TO DO ▸
1/ Do the following statements agree with the 2 Chronicles 28 passage? For each, answer yes or no and quote the deciding words. (a) Achaz was twenty years old when he became king. (b) Achaz reigned in Jerusalem for twenty years. (c) The children of Israel brought the booty to Damascus.
2/ Transcribe part of the 2 Chronicles 28 passage without changes, beginning at the words "3 And he also" and stopping after "every green tree.".
3/ Go on with the 2 Chronicles 28 passage from the point where it stops.

PASSAGE ▸
===

< 2 Chronicles 28 >

1 Twenty years old was Achaz when he became king, and sixteen years did he reign in Jerusalem; and he did not what is right in the eyes of the Lord, like David his father;
Achaz was twintig jaren oud, toen hij koning werd, en regeerde zestien jaren te Jeruzalem; en hij deed niet dat recht was in de ogen des HEEREN, gelijk zijn vader David;
2 But he walked in the ways of the kings of Israel, and made also molten images for the Be'alim.
Maar hij wandelde in de wegen der koningen van Israel; daartoe maakte hij ook gegotene beelden voor de Baals.
3 And he also burnt incense in the valley of the son of Hinnom, and burnt his sons in the fire, after the abominable acts of the nations that the Lord had driven out from before the children of Israel.
Dezelve rookte ook in het dal des zoons van Hinnom; en hij brandde zijn zonen in het vuur, naar de gruwelen der heidenen, die de HEERE voor het aangezicht der kinderen Israels uit de bezitting verdreven had.
4 And he sacrificed and burnt incense on the high-places, and on the hills, and under every green tree.
Ook offerde hij en rookte op de hoogten en op de heuvelen, mitsgaders onder alle groen geboomte.
5 Wherefore the Lord his God gave him up into the hand of the king of Syria; and they defeated his people, and carried away a great multitude of them captives, and brought them to Damascus. And also into the hand of the king of Israel was he given up, and he defeated his people with a great slaughter.
Daarom gaf hem de HEERE, zijn God, in de hand des konings van Syrie, dat zij hem sloegen, en van hem gevankelijk wegvoerden een grote menigte van gevangenen, die zij te Damaskus brachten. En hij werd ook gegeven in de hand des konings van Israel, die hem sloeg met een groten slag.
6 And Pekach the son of Remalyahu slew in Judah one hundred and twenty thousand in one day, all being valiant men; because they had forsaken the Lord, the God of their fathers.
Want Pekah, de zoon van Remalia, sloeg in Juda honderd en twintig duizend dood op een dag, allen strijdbare mannen, omdat zij den HEERE, den God hunner vaderen, verlaten hadden.
7 And Zichri, a mighty man of Ephraim, slew Ma'asseyahu the king's son, and 'Azrikam the governor of the house, and Elkanah the second in rank to the king.
En Zichri, een geweldig man van Efraim, sloeg Maaseja, den zoon des konings, dood, en Azirkam, den huisoverste, mitsgaders Elkana, den tweede na den koning.
8 And the children of Israel led away captive from their brethren two hundred thousand, women, sons, and daughters, and also much booty did they plunder from them, and they brought the booty to Samaria.
En de kinderen Israels voerden van hun broederen gevankelijk weg tweehonderd duizend, vrouwen, zonen en dochteren, en plunderden ook veel roofs van hen; en zij brachten den roof te Samaria.

===

Data records ▸
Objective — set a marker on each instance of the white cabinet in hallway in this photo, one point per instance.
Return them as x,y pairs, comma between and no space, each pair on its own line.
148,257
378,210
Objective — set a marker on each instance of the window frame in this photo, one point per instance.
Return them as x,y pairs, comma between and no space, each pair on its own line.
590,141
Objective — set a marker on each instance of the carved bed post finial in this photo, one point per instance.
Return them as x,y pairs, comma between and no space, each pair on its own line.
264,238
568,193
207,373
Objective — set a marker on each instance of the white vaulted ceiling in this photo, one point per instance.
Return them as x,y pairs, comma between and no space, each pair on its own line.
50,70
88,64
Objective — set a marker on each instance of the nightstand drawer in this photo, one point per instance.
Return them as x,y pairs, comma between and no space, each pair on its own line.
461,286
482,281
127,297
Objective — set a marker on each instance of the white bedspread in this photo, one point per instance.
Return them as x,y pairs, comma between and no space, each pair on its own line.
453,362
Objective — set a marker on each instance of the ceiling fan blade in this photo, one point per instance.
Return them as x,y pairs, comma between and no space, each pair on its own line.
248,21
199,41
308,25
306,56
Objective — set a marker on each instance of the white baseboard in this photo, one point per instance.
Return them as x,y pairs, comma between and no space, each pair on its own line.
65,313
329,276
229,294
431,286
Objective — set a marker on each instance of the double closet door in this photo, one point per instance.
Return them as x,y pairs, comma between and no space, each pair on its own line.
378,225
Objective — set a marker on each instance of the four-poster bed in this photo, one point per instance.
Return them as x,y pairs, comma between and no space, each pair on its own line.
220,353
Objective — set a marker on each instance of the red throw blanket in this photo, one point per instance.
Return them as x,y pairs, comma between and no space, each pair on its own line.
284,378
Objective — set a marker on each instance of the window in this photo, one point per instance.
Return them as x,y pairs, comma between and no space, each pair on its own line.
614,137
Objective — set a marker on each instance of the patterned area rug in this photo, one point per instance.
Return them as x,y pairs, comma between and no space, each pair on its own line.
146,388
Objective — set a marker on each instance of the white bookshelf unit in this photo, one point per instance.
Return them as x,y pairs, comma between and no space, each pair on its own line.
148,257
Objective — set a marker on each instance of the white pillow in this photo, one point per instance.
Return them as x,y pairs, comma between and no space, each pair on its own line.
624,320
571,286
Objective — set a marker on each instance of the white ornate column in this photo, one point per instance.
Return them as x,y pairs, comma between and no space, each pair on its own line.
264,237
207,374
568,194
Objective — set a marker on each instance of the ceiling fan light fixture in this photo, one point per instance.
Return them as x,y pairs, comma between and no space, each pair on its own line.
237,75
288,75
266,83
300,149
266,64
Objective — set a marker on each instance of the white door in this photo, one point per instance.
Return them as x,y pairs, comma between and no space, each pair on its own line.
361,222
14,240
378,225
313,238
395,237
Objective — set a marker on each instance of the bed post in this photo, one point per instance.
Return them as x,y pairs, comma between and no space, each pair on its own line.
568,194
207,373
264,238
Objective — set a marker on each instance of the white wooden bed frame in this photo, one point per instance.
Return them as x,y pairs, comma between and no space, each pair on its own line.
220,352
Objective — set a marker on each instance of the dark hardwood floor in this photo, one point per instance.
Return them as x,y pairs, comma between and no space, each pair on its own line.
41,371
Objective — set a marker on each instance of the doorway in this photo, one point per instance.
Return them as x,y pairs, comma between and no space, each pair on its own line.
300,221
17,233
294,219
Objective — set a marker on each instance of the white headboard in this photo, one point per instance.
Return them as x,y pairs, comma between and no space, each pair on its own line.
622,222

===

WRITTEN ANSWERS ▸
1/
(a) Yes: "Twenty years old was Achaz when he became king"
(b) No: "sixteen years did he reign in Jerusalem"
(c) No: "they brought the booty to Samaria"

2/
3 And he also burnt incense in the valley of the son of Hinnom, and burnt his sons in the fire, after the abominable acts of the nations that the Lord had driven out from before the children of Israel.
Dezelve rookte ook in het dal des zoons van Hinnom; en hij brandde zijn zonen in het vuur, naar de gruwelen der heidenen, die de HEERE voor het aangezicht der kinderen Israels uit de bezitting verdreven had.
4 And he sacrificed and burnt incense on the high-places, and on the hills, and under every green tree.

3/
9 But there was a prophet of the Lord, 'Oded was his name; and he went out to meet the host that was coming to Samaria, and said unto them, Behold, because of the fury of the Lord the God of your fathers against Judah, hath he given them up into your hand, and ye have slain among them in a rage that reacheth as far as the heavens.
Aldaar nu was een profeet des HEEREN, wiens naam was Oded; die ging uit, het heir tegen, dat naar Samaria kwam, en zeide tot hen: Ziet, door de grimmigheid des HEEREN, des Gods uwer vaderen, over Juda, heeft Hij hen in uw hand gegeven, en gij hebt hen doodgeslagen in toornigheid, die tot aan den hemel raakt.
10 And now ye think to force the children of Judah and Jerusalem to become bond-men and bond-women unto you; but surely are there not with you, even with you, trespasses against the Lord your God?
Daartoe denkt gij nu de kinderen van Juda en Jeruzalem u tot slaven en slavinnen te onderwerpen; zijt gij het niet alleenlijk? Bij ulieden zijn schulden tegen den HEERE, uw God.
11 And now hear me, and restore the captives, whom ye have taken captive from your brethren; for the fierce wrath of the Lord is over you.
Nu dan, hoort mij, en brengt de gevangenen weder, die gij van uw broederen gevankelijk weggevoerd hebt; want de hitte van des HEEREN toorn is over u.
12 Then arose certain men of the heads of the children of Ephraim, 'Azaryahu the son of Jehochanan, Berechyahu the son of Meshillemoth, and Jechizkiyahu the son of Shallum, and 'Amassa the son of Chadlai, against those that were come from the army.
Toen maakten zich mannen op van de hoofden der kinderen van Efraim, Azaria, de zoon van Johanan, Berechja, de zoon van Mesillemoth en Jehizkia, de zoon van Sallum, en Amasa, de zoon van Hadlai, tegen degenen, die uit het heir kwamen.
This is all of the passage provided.